What the task requires: Copy the lines below exactly. Start at the first and finish with the line containing "# indicate a point on every instance of the distant".

Data excerpts:
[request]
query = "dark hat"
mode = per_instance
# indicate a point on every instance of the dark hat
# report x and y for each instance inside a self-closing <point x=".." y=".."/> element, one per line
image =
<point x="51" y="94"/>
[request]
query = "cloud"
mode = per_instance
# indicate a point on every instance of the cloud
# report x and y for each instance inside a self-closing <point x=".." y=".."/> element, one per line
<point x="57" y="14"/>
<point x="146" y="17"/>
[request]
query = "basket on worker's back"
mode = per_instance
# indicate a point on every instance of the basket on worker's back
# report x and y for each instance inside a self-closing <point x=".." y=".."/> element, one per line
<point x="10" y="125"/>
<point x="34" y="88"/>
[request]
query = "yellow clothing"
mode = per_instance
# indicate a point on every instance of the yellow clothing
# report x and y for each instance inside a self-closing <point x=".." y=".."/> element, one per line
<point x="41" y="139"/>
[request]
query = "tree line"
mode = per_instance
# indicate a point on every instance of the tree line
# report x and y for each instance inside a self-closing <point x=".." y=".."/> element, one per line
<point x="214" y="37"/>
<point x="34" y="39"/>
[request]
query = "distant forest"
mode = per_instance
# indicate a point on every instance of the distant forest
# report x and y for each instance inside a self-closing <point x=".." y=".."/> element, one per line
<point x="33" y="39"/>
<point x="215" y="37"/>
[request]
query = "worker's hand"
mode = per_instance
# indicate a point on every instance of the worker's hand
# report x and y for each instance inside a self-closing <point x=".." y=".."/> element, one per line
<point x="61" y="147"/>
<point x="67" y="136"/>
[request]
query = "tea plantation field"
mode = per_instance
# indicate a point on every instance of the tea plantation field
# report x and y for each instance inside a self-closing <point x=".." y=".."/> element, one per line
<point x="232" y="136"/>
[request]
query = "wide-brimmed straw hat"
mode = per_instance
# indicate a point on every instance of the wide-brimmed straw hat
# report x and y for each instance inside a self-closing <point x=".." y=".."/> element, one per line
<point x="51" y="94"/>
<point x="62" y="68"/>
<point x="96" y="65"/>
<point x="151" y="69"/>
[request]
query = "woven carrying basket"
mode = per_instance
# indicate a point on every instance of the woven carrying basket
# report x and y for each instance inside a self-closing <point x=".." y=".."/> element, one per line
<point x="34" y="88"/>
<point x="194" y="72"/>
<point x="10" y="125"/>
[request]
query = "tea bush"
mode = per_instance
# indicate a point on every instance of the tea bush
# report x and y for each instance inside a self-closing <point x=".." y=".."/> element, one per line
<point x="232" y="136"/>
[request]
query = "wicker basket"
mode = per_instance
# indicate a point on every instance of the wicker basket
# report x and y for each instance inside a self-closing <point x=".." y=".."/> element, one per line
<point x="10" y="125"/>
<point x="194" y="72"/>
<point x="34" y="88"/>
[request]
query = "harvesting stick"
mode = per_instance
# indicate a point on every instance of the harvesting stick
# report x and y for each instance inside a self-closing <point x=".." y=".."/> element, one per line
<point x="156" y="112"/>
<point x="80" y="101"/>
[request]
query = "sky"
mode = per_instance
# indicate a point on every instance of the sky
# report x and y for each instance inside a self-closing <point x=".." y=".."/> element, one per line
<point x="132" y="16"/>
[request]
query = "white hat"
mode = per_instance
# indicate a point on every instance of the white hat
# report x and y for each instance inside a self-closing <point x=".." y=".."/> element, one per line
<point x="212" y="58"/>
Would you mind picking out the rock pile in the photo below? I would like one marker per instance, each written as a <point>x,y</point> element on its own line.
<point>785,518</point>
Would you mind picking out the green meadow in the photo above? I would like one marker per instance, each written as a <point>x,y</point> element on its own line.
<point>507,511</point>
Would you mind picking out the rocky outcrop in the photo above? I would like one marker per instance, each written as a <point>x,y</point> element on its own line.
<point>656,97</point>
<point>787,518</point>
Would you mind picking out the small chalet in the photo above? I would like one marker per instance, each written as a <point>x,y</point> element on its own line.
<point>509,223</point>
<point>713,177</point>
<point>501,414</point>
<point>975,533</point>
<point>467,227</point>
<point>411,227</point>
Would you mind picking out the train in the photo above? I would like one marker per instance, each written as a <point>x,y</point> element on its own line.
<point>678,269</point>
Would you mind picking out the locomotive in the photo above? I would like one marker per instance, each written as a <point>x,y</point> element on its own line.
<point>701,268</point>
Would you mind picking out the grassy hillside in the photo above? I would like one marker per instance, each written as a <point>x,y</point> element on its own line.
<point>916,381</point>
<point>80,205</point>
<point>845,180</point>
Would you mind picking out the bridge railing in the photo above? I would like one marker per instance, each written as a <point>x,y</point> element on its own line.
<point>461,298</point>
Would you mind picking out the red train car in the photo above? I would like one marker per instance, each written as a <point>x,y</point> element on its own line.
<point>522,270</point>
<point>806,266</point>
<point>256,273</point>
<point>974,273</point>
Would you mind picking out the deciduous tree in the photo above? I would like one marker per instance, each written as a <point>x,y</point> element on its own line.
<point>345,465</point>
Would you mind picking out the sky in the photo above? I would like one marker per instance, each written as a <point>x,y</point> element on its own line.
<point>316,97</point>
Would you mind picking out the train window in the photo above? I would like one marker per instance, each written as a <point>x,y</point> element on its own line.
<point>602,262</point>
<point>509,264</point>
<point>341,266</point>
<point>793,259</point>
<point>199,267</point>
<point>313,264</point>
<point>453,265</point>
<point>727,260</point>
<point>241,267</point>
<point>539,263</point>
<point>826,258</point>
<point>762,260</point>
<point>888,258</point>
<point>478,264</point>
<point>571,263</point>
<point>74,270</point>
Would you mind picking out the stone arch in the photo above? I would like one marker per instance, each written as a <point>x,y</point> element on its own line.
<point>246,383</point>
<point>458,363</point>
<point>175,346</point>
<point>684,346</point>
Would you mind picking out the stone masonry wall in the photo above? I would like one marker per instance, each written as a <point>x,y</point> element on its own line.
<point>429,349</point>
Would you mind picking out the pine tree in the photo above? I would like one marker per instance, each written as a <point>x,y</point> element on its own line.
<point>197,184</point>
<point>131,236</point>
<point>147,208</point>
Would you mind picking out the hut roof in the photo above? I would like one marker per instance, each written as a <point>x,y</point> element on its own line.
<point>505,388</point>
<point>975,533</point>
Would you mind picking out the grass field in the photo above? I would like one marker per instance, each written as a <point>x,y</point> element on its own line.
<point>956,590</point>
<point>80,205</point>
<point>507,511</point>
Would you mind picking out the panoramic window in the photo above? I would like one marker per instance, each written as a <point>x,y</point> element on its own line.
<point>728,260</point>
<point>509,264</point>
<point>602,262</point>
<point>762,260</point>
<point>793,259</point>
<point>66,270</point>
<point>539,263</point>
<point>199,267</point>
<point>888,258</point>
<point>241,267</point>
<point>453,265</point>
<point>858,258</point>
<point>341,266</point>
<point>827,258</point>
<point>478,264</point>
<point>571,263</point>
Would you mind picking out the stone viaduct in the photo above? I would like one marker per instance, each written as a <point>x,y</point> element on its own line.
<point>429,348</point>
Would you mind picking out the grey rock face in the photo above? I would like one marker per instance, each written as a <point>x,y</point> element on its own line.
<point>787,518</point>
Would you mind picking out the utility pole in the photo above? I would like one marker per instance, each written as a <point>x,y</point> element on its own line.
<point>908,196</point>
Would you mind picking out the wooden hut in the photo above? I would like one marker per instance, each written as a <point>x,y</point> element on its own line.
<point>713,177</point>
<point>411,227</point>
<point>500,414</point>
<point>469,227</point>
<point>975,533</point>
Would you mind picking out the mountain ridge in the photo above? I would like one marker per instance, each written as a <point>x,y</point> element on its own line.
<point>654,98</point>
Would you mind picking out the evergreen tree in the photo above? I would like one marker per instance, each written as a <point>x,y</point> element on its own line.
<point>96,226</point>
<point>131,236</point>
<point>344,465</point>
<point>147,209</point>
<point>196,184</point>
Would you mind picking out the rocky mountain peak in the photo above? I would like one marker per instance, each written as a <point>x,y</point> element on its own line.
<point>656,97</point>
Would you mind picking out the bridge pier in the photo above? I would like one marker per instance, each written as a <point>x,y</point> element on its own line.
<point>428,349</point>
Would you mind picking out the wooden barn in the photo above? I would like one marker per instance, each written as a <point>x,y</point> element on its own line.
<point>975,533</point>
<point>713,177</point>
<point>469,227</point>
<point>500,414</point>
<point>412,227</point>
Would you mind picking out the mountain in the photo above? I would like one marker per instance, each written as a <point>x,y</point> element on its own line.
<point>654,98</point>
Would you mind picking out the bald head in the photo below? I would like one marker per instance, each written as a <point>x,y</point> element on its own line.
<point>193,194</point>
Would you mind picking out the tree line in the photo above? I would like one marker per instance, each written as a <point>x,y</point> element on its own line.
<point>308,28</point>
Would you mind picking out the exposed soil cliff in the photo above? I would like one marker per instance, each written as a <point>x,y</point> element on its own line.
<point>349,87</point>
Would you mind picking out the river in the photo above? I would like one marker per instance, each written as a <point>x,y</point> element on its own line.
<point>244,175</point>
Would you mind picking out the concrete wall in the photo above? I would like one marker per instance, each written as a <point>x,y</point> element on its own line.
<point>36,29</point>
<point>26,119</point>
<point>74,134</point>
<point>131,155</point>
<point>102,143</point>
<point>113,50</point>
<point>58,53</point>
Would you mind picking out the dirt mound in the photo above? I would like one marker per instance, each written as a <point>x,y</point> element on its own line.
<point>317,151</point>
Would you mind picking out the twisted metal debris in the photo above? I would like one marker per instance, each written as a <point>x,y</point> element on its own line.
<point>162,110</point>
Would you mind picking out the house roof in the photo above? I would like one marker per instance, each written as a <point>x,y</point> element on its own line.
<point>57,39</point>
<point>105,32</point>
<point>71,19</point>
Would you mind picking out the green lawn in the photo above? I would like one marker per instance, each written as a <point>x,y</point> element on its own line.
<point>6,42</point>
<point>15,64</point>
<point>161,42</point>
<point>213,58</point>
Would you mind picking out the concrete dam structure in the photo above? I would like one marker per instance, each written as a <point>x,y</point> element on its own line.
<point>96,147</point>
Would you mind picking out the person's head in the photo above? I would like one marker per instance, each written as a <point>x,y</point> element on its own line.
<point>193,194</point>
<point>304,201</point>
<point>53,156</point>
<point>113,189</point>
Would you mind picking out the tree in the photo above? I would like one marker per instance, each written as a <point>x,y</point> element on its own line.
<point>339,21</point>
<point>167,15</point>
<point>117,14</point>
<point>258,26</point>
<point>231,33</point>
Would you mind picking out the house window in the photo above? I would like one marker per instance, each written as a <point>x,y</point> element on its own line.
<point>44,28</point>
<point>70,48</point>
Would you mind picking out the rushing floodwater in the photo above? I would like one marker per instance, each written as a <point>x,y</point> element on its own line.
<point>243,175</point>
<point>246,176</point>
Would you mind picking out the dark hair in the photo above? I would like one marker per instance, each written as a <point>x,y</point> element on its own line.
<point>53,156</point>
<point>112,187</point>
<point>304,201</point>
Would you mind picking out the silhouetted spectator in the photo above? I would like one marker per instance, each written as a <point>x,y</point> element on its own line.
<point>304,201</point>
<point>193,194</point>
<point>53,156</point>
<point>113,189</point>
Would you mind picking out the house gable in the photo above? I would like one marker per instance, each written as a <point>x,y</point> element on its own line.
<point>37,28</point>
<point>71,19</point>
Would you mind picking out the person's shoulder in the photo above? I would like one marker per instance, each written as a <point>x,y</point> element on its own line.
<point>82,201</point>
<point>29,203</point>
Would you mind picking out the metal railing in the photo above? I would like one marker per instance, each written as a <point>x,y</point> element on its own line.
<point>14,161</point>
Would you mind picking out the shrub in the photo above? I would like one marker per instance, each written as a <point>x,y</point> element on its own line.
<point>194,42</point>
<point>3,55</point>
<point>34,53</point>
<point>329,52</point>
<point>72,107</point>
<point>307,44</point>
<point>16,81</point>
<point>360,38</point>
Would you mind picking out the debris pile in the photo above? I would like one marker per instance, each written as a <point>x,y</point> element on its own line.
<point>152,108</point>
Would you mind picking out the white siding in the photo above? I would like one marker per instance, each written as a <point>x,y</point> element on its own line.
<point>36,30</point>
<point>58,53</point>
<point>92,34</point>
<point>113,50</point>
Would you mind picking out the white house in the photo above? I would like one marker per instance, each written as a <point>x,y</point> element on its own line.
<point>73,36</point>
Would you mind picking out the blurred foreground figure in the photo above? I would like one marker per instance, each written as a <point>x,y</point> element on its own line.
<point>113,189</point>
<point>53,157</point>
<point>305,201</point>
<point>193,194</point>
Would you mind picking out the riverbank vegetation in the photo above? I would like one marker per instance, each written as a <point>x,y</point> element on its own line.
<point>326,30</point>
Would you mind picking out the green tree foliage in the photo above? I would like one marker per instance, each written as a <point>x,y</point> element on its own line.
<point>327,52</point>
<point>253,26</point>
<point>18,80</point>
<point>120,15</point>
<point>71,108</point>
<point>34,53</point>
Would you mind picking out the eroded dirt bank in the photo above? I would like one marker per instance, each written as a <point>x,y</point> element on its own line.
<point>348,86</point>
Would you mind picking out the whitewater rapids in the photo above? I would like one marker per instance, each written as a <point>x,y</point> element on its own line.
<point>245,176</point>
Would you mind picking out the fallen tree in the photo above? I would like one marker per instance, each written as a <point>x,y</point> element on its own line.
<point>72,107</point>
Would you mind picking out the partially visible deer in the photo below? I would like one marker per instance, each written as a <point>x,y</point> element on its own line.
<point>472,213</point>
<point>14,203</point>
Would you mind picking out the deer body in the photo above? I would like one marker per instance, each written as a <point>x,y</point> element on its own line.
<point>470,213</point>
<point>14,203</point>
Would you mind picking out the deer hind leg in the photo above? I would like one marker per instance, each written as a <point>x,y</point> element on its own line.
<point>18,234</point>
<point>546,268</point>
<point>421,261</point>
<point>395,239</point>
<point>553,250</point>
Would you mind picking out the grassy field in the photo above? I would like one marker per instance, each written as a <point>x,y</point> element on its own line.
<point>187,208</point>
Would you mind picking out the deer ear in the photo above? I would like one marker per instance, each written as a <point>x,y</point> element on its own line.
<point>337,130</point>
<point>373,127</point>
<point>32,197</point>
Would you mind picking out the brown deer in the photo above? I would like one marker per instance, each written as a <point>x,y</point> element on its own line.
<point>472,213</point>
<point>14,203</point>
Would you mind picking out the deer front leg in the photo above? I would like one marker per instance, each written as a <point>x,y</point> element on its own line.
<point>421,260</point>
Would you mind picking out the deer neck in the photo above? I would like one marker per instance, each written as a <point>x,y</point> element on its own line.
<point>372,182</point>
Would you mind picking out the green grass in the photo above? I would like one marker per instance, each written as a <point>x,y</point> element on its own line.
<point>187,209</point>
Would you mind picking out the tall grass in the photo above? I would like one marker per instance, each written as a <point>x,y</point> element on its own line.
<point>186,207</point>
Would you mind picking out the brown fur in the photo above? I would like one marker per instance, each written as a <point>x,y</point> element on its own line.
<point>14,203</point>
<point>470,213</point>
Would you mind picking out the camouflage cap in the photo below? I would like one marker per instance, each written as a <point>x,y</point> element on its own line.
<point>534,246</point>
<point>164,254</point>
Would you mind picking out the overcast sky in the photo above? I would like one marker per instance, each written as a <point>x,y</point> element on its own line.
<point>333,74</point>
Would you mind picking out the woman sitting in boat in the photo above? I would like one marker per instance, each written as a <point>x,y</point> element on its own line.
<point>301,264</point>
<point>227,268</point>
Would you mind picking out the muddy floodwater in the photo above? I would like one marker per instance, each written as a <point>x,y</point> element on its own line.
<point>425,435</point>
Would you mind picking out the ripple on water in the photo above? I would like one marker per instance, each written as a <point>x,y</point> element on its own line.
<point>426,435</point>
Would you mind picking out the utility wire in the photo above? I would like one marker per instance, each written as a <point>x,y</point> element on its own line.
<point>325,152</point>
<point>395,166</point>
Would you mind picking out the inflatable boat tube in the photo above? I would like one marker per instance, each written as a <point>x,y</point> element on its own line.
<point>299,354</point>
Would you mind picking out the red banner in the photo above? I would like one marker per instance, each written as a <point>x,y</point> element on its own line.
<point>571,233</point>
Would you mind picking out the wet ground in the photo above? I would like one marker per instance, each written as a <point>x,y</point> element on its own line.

Task solution:
[request]
query = "dark hat"
mode = per_instance
# indicate a point on every instance of the dark hat
# report x and y for each instance inside a self-closing <point x=".." y=".."/> element, one per line
image =
<point x="51" y="94"/>
[request]
query = "cloud"
mode = per_instance
# indicate a point on every instance of the cloud
# report x and y for each instance inside a self-closing <point x=".." y=".."/> element, one per line
<point x="57" y="14"/>
<point x="146" y="17"/>
[request]
query = "basket on worker's back"
mode = per_instance
# indicate a point on every instance of the basket on worker's back
# report x and y for each instance inside a self-closing <point x=".." y=".."/> element, one per line
<point x="10" y="125"/>
<point x="34" y="88"/>
[request]
query = "yellow clothing"
mode = per_instance
# indicate a point on every instance of the yellow clothing
# report x and y for each instance inside a self-closing <point x=".." y=".."/> element, one per line
<point x="41" y="139"/>
[request]
query = "tree line"
mode = per_instance
# indicate a point on every instance of the tree line
# report x and y for each instance inside a self-closing <point x=".." y=".."/> element, one per line
<point x="214" y="37"/>
<point x="34" y="39"/>
[request]
query = "distant forest"
mode = per_instance
# indicate a point on every instance of the distant forest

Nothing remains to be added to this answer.